Rewrite the material from the line containing "Question. Provide the position of each instance of the dense" through the line containing "x=198 y=231", multiplying each marked point coordinate by 2.55 and rounding to a whole number, with halves rounded up. Keep all other text in those lines, including the sample coordinates in the wording, unchanged.

[Excerpts from point annotation data]
※ ※ ※

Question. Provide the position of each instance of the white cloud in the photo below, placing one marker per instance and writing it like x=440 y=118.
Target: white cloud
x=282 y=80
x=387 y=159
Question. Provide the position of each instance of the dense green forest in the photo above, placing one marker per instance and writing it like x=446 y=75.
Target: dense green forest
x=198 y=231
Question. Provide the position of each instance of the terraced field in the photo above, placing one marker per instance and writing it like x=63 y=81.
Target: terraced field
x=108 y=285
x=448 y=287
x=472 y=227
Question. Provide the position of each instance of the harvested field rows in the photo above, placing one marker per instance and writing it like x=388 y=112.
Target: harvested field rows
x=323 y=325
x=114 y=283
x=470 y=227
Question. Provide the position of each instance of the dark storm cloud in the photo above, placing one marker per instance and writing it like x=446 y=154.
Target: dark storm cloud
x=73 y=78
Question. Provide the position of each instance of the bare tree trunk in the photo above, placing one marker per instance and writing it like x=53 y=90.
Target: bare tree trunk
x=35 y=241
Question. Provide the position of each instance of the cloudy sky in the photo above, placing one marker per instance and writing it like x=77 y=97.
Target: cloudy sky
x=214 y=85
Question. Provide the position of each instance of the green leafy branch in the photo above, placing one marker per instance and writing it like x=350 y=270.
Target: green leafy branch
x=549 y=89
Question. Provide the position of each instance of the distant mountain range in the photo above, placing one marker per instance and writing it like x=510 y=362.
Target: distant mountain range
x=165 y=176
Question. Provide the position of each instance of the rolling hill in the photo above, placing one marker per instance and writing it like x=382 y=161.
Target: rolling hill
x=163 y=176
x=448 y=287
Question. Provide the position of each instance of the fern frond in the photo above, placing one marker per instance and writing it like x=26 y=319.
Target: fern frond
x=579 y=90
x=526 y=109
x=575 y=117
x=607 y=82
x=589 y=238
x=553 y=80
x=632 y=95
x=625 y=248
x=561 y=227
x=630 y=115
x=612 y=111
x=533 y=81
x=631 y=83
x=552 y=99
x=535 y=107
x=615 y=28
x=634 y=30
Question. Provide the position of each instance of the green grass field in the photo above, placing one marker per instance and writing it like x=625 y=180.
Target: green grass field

※ ※ ※

Final result:
Question. Provide the position of each instance of the dense green forest in the photo above, placing one marker per instance and writing it like x=446 y=75.
Target: dense green forest
x=505 y=589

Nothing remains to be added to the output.